Copy the rows word for word, starting at the line that contains "Find the glowing" and ending with the last line of the rows.

— Start of GIVEN RECORDS —

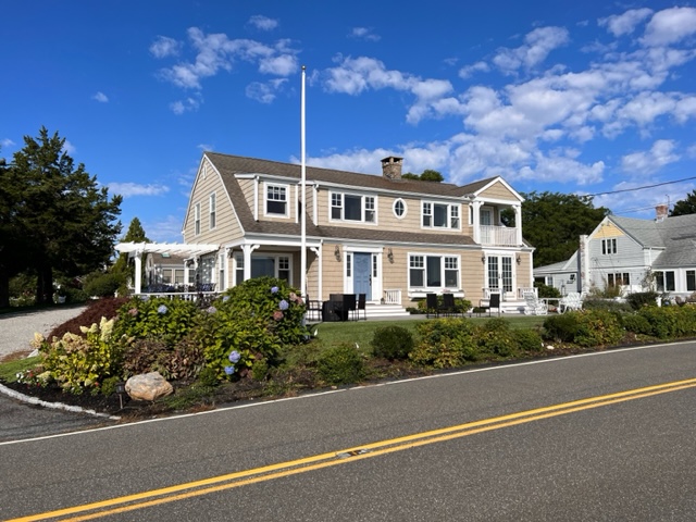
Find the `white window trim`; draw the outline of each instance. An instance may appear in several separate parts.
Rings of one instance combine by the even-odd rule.
[[[333,210],[334,210],[334,206],[333,206],[333,196],[334,195],[338,195],[340,196],[340,219],[336,219],[333,216]],[[360,220],[346,220],[344,217],[345,213],[346,213],[346,196],[353,196],[353,197],[359,197],[360,198]],[[374,221],[365,221],[365,198],[372,198],[374,201]],[[374,195],[374,194],[360,194],[360,192],[353,192],[353,191],[349,191],[349,190],[330,190],[328,191],[328,221],[330,222],[334,222],[334,223],[362,223],[365,225],[376,225],[378,222],[378,207],[380,207],[380,198]]]
[[[269,212],[269,188],[285,190],[285,213]],[[281,201],[279,199],[276,201]],[[283,183],[263,182],[263,215],[265,217],[288,217],[290,212],[290,186]]]
[[[431,206],[431,224],[430,225],[425,225],[423,224],[423,216],[425,215],[423,213],[423,207],[425,203],[428,203]],[[447,226],[435,226],[435,206],[446,206],[447,207]],[[458,217],[459,217],[459,226],[451,226],[452,223],[452,207],[457,207],[458,208]],[[458,202],[446,202],[446,201],[437,201],[437,200],[431,200],[431,199],[422,199],[421,200],[421,228],[426,229],[426,231],[461,231],[461,203]]]

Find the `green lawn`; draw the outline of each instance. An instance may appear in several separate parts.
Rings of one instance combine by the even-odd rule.
[[[495,316],[495,315],[494,315]],[[320,345],[326,347],[337,343],[357,343],[360,348],[369,349],[370,341],[374,336],[374,332],[377,328],[386,326],[400,326],[407,328],[413,335],[415,335],[415,325],[423,321],[433,321],[432,319],[425,319],[425,315],[413,315],[414,319],[397,320],[397,321],[347,321],[344,323],[315,323],[310,324],[310,332],[312,335],[316,333],[316,340]],[[546,318],[539,315],[505,315],[502,316],[512,330],[517,328],[534,328],[542,327]],[[472,321],[474,324],[480,324],[488,321],[486,316],[471,318],[468,321]]]

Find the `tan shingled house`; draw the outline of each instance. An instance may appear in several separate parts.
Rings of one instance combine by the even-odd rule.
[[[478,306],[501,291],[505,309],[522,308],[534,250],[522,239],[522,197],[500,177],[405,179],[401,162],[385,158],[382,175],[307,166],[303,294],[409,307],[427,293]],[[203,154],[183,229],[186,244],[220,245],[196,259],[201,281],[224,290],[271,275],[300,286],[300,177],[299,164]],[[517,227],[501,225],[505,209]]]

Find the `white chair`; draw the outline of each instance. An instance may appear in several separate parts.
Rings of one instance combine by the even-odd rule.
[[[548,304],[536,297],[536,294],[534,294],[533,291],[524,293],[524,302],[526,303],[524,307],[524,313],[532,315],[548,314]]]
[[[580,291],[571,291],[560,300],[560,312],[563,313],[568,310],[582,310],[583,296]]]

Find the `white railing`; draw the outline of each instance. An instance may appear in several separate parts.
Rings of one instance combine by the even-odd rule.
[[[481,225],[481,245],[505,245],[514,246],[518,244],[518,229],[508,226]]]
[[[384,290],[384,303],[401,304],[401,290],[400,289]]]

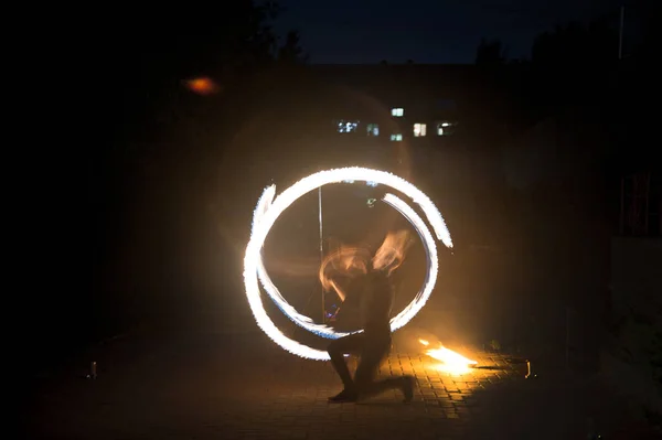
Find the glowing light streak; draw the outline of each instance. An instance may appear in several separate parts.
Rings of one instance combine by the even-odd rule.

— End of GIVEN RECORDS —

• [REPLY TO THE TASK]:
Find the glowing light streak; draw the outline of each instance. An instance may appear in several separate parts.
Rings of one instance combine by the even-odd rule.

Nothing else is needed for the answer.